:: The task ::
Return exactly the lines that run from the one containing "Each matching instance of the man in" to the end of the entries, with both ends included.
[Start Material]
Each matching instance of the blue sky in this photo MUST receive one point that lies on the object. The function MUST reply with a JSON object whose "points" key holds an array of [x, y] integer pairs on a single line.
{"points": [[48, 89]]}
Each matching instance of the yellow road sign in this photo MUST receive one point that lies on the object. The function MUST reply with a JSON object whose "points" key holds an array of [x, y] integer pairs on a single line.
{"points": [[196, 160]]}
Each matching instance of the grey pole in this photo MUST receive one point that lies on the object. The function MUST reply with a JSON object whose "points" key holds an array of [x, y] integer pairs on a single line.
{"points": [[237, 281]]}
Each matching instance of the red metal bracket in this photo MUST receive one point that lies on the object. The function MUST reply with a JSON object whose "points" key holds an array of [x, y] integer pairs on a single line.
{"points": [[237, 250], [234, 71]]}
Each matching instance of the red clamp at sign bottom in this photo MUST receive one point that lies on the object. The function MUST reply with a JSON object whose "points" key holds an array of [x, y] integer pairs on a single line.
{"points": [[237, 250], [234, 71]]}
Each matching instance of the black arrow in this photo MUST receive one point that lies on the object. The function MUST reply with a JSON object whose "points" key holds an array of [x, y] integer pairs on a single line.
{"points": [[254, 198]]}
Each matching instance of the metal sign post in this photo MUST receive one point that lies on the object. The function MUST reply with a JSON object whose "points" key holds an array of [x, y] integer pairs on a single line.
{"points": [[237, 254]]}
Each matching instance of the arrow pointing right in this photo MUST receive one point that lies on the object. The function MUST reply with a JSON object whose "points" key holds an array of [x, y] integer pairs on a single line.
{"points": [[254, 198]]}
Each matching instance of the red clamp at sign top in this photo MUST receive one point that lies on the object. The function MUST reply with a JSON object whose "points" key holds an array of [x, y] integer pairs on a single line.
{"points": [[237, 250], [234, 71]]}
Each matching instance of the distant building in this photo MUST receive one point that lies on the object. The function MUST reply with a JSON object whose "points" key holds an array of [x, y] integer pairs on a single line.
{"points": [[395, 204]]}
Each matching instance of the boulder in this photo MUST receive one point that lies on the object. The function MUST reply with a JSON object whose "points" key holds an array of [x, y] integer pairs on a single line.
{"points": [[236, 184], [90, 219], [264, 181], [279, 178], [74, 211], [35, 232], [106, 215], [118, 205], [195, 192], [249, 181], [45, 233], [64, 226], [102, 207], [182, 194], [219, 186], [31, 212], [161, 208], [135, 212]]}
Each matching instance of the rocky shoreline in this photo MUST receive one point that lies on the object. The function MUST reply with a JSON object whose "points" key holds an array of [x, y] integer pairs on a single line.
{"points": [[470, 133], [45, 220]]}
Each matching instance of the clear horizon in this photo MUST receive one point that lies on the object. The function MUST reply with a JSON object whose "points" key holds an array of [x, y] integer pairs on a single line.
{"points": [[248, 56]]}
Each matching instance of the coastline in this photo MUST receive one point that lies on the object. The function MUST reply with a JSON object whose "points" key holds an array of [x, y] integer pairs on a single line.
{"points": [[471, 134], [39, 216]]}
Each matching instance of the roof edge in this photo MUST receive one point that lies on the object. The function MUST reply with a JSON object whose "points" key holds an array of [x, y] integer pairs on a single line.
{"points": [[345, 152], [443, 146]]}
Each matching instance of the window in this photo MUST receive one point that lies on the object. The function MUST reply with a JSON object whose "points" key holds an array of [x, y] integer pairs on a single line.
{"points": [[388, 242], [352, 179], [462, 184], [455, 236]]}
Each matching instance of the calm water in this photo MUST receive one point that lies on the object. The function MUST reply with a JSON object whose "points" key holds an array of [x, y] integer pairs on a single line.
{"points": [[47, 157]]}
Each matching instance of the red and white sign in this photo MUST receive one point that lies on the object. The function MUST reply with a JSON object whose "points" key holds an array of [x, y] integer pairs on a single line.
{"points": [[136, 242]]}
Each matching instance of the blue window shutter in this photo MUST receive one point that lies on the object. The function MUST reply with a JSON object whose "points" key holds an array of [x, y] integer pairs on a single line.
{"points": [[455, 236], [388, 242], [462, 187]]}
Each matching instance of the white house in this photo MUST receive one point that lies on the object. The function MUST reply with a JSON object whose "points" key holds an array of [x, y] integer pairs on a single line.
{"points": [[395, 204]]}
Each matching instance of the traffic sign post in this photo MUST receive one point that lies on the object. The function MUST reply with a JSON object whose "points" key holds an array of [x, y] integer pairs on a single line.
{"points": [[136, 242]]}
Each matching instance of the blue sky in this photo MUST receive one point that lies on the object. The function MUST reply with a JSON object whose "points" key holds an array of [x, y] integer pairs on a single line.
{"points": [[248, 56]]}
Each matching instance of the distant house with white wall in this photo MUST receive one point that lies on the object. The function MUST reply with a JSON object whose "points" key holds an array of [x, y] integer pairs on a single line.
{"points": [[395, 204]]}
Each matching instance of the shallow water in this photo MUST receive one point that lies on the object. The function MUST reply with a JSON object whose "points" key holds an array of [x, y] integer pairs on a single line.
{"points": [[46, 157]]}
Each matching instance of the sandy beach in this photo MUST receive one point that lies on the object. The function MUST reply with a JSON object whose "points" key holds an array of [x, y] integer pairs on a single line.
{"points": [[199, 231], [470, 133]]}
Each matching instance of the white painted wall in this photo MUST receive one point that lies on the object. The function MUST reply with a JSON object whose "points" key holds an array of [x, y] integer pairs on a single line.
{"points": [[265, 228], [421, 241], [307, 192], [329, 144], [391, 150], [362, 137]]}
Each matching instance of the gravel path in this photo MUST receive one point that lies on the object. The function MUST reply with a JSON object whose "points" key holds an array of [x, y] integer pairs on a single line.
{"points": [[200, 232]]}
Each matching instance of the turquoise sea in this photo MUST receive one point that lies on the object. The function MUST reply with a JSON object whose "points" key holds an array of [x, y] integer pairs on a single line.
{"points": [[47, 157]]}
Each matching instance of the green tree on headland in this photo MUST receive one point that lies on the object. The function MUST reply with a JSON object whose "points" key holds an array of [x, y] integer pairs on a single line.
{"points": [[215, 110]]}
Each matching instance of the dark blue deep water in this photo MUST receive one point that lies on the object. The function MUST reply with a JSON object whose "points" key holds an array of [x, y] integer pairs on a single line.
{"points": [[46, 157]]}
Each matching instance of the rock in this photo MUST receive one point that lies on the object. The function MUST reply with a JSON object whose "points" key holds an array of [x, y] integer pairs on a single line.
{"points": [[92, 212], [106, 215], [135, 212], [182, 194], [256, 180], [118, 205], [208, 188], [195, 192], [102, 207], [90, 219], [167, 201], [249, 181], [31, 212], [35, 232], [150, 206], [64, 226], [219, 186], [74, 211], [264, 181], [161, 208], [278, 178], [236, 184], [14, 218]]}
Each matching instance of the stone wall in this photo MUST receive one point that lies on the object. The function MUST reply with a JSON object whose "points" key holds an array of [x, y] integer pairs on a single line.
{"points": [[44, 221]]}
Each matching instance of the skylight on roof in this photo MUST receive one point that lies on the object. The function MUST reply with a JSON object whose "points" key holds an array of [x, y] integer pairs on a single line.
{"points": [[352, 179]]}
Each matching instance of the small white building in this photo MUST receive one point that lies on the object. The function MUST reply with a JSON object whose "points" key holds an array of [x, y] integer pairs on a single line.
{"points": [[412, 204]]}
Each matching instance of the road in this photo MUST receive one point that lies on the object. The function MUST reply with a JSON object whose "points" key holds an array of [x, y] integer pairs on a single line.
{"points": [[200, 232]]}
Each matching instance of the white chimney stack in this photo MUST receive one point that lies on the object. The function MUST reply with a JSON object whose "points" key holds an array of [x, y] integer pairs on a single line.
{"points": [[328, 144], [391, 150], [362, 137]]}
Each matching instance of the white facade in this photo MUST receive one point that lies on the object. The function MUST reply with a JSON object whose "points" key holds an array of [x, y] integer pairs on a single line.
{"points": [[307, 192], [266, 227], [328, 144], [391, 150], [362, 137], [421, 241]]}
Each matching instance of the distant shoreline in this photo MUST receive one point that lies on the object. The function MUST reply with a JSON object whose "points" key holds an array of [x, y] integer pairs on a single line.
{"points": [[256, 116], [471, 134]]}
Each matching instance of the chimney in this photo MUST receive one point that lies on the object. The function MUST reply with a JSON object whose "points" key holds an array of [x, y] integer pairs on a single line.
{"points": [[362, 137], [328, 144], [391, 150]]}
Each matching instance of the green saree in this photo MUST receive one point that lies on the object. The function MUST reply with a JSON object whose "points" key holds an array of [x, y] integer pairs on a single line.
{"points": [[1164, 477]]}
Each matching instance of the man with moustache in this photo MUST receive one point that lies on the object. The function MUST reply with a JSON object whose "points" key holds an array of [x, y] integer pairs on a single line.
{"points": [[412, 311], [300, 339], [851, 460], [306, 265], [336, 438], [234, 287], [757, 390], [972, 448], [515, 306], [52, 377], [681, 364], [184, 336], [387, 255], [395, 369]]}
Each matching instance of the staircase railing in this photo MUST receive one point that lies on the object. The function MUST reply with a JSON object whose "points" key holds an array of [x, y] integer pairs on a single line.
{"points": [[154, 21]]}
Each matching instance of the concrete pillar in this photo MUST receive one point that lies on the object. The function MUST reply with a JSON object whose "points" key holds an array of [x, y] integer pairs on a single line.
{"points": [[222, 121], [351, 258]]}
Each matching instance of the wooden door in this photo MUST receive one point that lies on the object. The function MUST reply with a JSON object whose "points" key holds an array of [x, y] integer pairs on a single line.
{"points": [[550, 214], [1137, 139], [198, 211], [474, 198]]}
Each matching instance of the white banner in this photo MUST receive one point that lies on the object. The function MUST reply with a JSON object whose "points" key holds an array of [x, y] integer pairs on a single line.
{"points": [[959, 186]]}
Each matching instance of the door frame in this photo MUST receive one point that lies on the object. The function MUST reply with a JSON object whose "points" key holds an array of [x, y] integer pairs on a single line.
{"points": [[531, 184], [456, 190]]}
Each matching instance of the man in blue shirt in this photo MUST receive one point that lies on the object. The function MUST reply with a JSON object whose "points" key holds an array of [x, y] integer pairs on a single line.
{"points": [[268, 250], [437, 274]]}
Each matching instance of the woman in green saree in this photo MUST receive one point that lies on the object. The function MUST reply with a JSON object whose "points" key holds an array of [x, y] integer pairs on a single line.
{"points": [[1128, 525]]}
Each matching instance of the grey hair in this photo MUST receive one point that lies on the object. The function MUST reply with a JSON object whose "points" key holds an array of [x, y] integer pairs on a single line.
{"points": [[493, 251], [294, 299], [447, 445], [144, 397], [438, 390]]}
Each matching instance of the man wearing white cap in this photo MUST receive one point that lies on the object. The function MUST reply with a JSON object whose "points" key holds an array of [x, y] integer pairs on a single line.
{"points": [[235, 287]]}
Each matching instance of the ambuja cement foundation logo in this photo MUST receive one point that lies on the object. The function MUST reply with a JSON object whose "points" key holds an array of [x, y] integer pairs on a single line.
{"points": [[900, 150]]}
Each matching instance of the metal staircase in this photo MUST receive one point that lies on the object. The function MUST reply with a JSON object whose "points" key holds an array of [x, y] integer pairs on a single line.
[End Material]
:: The reply ::
Each matching instance of the man in blue shirt in this photo MUST receive one point that lies on the object. The function MUST reply with a JSON object whose "points" key holds an array of [x, y] integer pairs on a single line.
{"points": [[268, 250], [437, 274]]}
Each matching instance of the woman in green saree in this photo MUST receive one point that lies on the object. The function MUST reply with a JSON object whose "points" key holds an array of [x, y] integer pairs on a single line.
{"points": [[1128, 525]]}
Each matching instance of the grey hair in this photo MUST receive one point that lies on the object. The function MUST reply with a JSON object whose "points" key holds an array of [x, y] integer pairs on a single line.
{"points": [[493, 251], [294, 299], [447, 445], [144, 397], [438, 390]]}
Each matching instance of the man wearing white cap in this photo MUST receive one point that lies on the object. The function MUST reply with a JSON object whose "points" key holds an array of [x, y] integer pairs on a single line.
{"points": [[235, 287]]}
Each matching instance of the ambuja cement foundation logo in this photo MUST receive one point that lies on the object. The function MUST reply with a JSON object whose "points" key holds an array of [x, y] integer pairs on a single line.
{"points": [[900, 150]]}
Each matching instance of the metal staircase in this photo MUST receive one point that lies on the object. The function MUST reply with a JSON object whose "points" key holds an array of [x, y] integer pairs on a single line.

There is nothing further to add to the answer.